→ **练习说明**
数一数下面的记录里有几行含有“basin”这个词，大小写要区分。只写出行数。

→ **数据摘录**
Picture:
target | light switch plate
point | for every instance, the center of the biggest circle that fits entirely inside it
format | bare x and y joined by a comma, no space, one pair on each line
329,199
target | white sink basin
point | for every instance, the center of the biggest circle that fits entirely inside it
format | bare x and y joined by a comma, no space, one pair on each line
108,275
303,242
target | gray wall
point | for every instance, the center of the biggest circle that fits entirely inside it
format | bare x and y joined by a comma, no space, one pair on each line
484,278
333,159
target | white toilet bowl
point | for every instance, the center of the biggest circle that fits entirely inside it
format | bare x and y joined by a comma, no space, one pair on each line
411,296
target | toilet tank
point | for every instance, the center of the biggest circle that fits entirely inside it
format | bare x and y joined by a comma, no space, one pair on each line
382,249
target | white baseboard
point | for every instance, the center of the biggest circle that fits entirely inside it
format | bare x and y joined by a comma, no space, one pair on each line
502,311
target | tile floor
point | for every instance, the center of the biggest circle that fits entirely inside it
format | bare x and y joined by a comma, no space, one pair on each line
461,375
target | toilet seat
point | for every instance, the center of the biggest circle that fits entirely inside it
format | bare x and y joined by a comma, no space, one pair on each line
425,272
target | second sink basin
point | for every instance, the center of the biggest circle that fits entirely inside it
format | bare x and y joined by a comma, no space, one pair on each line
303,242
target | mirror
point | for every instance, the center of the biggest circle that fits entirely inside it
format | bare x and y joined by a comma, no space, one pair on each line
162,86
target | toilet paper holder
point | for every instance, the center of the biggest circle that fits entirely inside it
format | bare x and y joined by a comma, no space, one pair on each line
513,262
* * *
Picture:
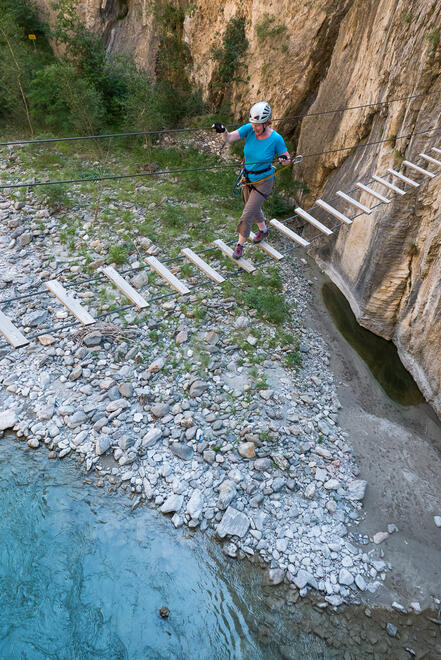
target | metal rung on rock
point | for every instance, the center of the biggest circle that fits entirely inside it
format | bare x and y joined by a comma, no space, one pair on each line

→ **最终结果**
2